### Work instructions
• A. In the Jackson Heights essay, repeat the stretch from "The search for" through "say, not understanding." word for word.
• B. According to the Jackson Heights essay, which train did the writer take from Manhattan?
• C. Pick up the Jackson Heights essay after its last sentence and keep writing.

### Document text
════

The search for serenity amid urban frenzy.

By Humera Afridi

At Plaza 75 in Jackson Heights, the woman at the “Transhistoria” welcome desk passes me a release form.

“Sorry?” I say, not understanding.

I‘ve just arrived on the F train from Manhattan for stillspotting nyc, a program curated by the Guggenheim Museum, and haven’t quite got my bearings. I usually only venture out to Jackson Heights during mango season, in late spring, on annual pilgrimages to buy crates of my favorite fruit—imported from India—from Patel Brothers. This time, though, I’ve been lured by a program titled “Transhistoria,” an installment of the Guggenheim’s multidisciplinary stillspotting nyc project that brings the museum’s Architecture and Urban Studies programming out into the streets of the five boroughs in a search for serenity in the city that never sleeps.

The release form proclaims that by participating in “Transhistoria”—a self-guided walking tour—I am accepting responsibility for myself on the streets. There is something both comical and ominous about the statement. After all, New Yorkers walk every single day and literally take in their stride the infinite drama of the streets. Do the streets of Jackson Heights carry some sort of unspoken threat? Or is it just that “tourists” from Manhattan may feel out of their element here? When I remark on this, the affable volunteer says, “Never assume anything!” and hands me a brochure with a map of the neighborhood and a list of twelve stillspots, of which four are actively curated sights on any given day of the exhibit.

════

### Source material
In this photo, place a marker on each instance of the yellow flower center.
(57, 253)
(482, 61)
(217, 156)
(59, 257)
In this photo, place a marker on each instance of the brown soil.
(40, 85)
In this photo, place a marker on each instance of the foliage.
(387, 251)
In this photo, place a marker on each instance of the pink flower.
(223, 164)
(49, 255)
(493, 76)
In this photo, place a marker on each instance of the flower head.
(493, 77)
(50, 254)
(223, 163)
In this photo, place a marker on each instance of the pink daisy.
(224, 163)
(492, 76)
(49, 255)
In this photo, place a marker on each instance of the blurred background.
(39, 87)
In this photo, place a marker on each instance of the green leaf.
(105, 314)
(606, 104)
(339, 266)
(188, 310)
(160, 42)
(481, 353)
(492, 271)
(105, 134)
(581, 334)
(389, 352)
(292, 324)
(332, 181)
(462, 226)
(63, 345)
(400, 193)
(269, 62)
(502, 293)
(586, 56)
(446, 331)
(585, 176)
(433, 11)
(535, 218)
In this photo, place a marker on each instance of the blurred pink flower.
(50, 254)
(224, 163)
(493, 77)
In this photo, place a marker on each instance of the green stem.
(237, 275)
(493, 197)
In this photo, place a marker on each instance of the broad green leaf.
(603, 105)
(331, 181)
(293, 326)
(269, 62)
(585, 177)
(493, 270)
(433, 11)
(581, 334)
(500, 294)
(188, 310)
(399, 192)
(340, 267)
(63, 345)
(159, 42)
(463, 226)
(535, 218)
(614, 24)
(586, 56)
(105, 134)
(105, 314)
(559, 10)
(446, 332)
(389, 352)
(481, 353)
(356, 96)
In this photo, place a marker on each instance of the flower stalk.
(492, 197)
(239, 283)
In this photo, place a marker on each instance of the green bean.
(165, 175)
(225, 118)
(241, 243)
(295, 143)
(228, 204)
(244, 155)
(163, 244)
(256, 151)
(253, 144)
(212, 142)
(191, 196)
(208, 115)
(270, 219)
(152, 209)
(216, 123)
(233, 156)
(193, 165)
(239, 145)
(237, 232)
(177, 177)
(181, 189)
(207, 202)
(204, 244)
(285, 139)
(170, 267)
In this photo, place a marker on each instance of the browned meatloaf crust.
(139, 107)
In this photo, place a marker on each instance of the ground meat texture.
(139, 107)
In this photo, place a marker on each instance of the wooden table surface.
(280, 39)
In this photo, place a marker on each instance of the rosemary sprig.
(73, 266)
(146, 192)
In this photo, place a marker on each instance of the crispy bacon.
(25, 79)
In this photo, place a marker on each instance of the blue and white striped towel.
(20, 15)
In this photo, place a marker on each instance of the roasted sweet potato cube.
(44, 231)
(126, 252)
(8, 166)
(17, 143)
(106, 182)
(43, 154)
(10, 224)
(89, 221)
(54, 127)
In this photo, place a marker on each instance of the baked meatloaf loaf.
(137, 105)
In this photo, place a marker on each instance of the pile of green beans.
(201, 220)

════

### Numbered answers
• A.
The search for serenity amid urban frenzy.

By Humera Afridi

At Plaza 75 in Jackson Heights, the woman at the “Transhistoria” welcome desk passes me a release form.

“Sorry?” I say, not understanding.

• B. The F train.

• C.
Humera Afridi
A storyteller reading Maria Terrone’s essay in the garden at St. Mark’s Episopal Church.

Stillspot is the Guggenheim’s name for a serene place that offers visitors the opportunity to reflect, meditate, and attain stillness in the midst of frenetic urban chaos. At each stillspot, a story written by a Jackson Heights-affiliated writer is read aloud. In a neighborhood where 138 languages are spoken simultaneously, the idea of seeking quiet here strikes me as counter-intuitive. Nevertheless, I am eager to get started. I set off on my stillspotting journey, not so much to pursue stillness but, instead, to satiate my curiosity about the storied streets of this populous neighborhood.

Cherry blossoms in Queens.

My first stillstop is the Jackson Heights Pedestrian Plaza. After purchasing a $1 cup of perfectly brewed chai from nearby Kebab King, I settle down on one of the turquoise stools that are situated in a semi-circle around the storyteller who leans against a giant slab of stone as she reads. A light breeze wafts over us. Passersby chat, sip tea and snack on chaat; window shoppers graze nearby storefronts. Within minutes, I am no longer paying attention to Premilla Nadasen’s engaging story about her family’s migration from South Africa to Queens, but instead to the people around me, an assortment of nationalities and ages and family configurations who are “stillpacing”—wandering about in a manner so relaxed and easy and utterly foreign to the streets of Manhattan, that I am mesmerized.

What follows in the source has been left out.